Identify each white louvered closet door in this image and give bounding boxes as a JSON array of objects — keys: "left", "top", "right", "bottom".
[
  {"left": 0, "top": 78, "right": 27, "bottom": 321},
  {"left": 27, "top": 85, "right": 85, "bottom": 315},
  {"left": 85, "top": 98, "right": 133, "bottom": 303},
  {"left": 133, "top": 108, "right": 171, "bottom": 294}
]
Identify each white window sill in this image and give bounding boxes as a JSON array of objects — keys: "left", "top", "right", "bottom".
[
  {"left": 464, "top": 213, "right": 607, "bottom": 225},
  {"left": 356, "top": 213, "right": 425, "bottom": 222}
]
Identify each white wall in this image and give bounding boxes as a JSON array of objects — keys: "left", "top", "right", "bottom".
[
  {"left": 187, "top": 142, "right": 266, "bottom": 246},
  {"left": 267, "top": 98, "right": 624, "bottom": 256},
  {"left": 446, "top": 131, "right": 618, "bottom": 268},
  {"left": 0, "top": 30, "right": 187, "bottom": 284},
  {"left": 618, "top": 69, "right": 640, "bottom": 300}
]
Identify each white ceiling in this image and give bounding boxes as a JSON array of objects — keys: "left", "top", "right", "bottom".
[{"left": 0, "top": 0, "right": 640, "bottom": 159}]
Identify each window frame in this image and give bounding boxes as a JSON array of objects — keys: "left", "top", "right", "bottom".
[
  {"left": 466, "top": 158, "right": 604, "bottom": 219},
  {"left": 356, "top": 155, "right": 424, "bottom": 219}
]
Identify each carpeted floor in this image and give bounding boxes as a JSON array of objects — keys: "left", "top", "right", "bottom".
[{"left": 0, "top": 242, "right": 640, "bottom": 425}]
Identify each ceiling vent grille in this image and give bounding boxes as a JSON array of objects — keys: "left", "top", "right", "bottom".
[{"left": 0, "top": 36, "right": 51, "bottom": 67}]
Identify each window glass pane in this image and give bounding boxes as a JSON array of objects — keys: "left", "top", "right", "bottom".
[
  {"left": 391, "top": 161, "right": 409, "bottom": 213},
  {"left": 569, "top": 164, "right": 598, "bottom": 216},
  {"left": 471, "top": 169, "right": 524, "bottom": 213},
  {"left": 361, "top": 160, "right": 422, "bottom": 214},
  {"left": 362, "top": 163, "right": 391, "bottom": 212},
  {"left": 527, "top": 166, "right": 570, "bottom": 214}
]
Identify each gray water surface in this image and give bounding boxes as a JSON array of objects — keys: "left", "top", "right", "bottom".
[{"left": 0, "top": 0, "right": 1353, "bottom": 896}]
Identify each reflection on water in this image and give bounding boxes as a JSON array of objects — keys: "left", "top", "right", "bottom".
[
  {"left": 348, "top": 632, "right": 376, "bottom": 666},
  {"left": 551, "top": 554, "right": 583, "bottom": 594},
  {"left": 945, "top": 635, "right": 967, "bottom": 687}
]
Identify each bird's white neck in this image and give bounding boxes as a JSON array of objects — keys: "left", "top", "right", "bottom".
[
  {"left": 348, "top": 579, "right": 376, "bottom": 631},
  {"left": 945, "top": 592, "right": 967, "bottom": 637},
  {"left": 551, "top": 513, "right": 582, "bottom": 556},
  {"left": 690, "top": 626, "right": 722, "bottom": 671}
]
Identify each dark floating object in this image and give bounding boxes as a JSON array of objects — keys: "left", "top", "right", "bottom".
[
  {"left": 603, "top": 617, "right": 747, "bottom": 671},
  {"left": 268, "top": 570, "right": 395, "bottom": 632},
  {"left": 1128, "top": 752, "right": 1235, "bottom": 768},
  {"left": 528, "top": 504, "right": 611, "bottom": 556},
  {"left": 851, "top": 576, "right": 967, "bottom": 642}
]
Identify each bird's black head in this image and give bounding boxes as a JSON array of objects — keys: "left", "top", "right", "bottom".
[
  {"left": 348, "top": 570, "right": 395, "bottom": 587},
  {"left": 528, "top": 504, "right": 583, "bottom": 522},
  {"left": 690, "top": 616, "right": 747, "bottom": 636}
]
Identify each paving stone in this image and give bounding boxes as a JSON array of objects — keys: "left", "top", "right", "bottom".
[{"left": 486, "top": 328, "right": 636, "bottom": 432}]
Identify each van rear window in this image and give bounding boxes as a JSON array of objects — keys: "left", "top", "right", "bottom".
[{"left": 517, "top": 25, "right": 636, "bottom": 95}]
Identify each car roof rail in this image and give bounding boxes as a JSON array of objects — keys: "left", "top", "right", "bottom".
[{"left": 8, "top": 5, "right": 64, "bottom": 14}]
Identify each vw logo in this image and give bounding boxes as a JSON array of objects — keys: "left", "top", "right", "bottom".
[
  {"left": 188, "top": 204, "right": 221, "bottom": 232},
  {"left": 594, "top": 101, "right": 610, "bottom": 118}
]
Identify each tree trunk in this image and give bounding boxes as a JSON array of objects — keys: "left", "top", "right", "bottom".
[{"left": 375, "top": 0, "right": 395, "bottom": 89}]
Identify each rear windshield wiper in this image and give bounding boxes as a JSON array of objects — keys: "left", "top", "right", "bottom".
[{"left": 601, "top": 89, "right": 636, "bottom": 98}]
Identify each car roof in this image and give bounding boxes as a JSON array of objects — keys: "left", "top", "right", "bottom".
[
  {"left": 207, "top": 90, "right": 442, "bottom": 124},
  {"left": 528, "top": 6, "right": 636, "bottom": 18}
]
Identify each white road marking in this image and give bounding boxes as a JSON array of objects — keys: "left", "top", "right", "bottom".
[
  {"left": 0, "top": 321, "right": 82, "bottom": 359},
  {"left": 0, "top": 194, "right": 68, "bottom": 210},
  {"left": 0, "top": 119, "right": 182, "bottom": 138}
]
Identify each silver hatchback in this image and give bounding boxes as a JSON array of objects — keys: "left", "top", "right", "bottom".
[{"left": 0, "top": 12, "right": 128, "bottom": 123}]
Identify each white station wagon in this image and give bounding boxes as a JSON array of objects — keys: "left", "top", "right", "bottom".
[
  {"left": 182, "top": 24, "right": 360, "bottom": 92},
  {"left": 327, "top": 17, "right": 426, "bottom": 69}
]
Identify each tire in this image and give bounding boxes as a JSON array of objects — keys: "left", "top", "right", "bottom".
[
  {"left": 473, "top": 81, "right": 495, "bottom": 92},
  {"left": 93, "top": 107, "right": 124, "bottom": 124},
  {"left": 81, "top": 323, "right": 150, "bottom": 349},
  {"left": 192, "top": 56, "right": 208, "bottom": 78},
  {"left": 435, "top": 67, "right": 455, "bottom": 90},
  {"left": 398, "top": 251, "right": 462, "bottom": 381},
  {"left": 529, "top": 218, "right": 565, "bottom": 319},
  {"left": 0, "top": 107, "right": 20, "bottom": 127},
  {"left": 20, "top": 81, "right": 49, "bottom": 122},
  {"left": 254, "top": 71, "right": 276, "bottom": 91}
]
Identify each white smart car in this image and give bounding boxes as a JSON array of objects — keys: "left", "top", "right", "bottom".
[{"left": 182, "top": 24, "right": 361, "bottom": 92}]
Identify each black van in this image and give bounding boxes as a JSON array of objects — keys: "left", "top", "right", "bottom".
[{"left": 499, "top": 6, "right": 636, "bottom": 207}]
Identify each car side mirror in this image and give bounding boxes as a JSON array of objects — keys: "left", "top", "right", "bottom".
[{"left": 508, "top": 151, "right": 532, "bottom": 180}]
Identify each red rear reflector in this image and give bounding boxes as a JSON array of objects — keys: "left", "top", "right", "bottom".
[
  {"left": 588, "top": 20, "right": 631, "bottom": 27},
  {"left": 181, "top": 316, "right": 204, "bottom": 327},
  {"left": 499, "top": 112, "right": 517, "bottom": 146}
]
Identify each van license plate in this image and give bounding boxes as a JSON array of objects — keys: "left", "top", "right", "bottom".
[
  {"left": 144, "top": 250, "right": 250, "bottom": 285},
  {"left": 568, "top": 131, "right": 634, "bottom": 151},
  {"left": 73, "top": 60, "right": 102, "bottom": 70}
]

**Exercise goal**
Print only the lines from the one with "Identify each white smart" to the end of the records, both included.

**Response**
Identify each white smart car in this image and give bounding boxes as a JSON array of objects — keys: "left", "top", "right", "bottom".
[{"left": 182, "top": 24, "right": 361, "bottom": 92}]
Identify each black van in this image and give bounding boxes as a JSON array of objects — keys: "left", "top", "right", "bottom".
[{"left": 499, "top": 6, "right": 636, "bottom": 207}]
Identify each car side mirror in this image and give bounding boxes as a JSON array of objects — keys: "left", "top", "right", "bottom".
[{"left": 508, "top": 151, "right": 532, "bottom": 180}]
Identify each red rear reflector in this image and give bounding boxes as a JSON array of objects — keys: "left", "top", "right", "bottom".
[
  {"left": 588, "top": 20, "right": 631, "bottom": 27},
  {"left": 181, "top": 316, "right": 204, "bottom": 327},
  {"left": 499, "top": 112, "right": 517, "bottom": 146}
]
Identify each van license plate in this image and give bounding boxes as a JSON array of objects — keys: "left", "top", "right", "bottom".
[
  {"left": 144, "top": 250, "right": 250, "bottom": 285},
  {"left": 568, "top": 131, "right": 634, "bottom": 151},
  {"left": 73, "top": 60, "right": 102, "bottom": 70}
]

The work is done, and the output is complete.